■ TEKS YANG DISEDIAKAN ■
Tuhan, Biarkan Saya Mati: Belas Kasihan Bagi Mereka yang Lelah Akan Kehidupan

13 Maret 2022
Artikel oleh Greg Morse
Staf penulis
, desiringGod.org

Selama bertahun-tahun, saya telah berbicara dengan sejumlah orang Kristen yang mengatakan kepada saya bahwa mereka ingin mati. Mereka berasal dari berbagai usia-dan-etnis yang berbeda; memiliki kepribadian-dan-alasan yang berbeda. Namun, mereka menyimpulkan bahwa pada saat ini kematian lebih baik bagi mereka ketimbang hidup.

Dibutuhkan keberanian untuk mengungkapkan pemikiran tersembunyi tentang kematian. Kebanyakan orang tidak bisa memahaminya. Sebagian besar umat manusia hanya bisa lari dari ketakutan akan kematian yang menerjang mereka dari waktu ke waktu. Hanya sedikit yang merasakan dorongan untuk berhenti, berbalik, dan menyambut kematian sebagai teman.

■ INSTRUKSI A ■
Susun seluruh entri di bawah ini menjadi daftar bernomor, dan buang semua baris kosong.

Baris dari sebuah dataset
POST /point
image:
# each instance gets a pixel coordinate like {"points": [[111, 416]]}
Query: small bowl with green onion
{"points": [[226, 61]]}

■ INSTRUKSI B ■
Menurut artikel tentang orang Kristen yang ingin mati, mengapa mengungkapkan pemikiran tersembunyi tentang kematian membutuhkan keberanian? Jawab dalam satu sampai tiga kalimat.

■ JAWABAN YANG DIHARAPKAN A ■
1. POST /point
2. image:
3. # each instance gets a pixel coordinate like {"points": [[111, 416]]}
4. Query: small bowl with green onion
5. {"points": [[226, 61]]}

■ JAWABAN YANG DIHARAPKAN B ■
Keberanian dibutuhkan karena kebanyakan orang tidak bisa memahami pemikiran tersebut. Sebagian besar umat manusia hanya bisa lari dari ketakutan akan kematian, dan hanya sedikit yang merasakan dorongan untuk menyambut kematian sebagai teman.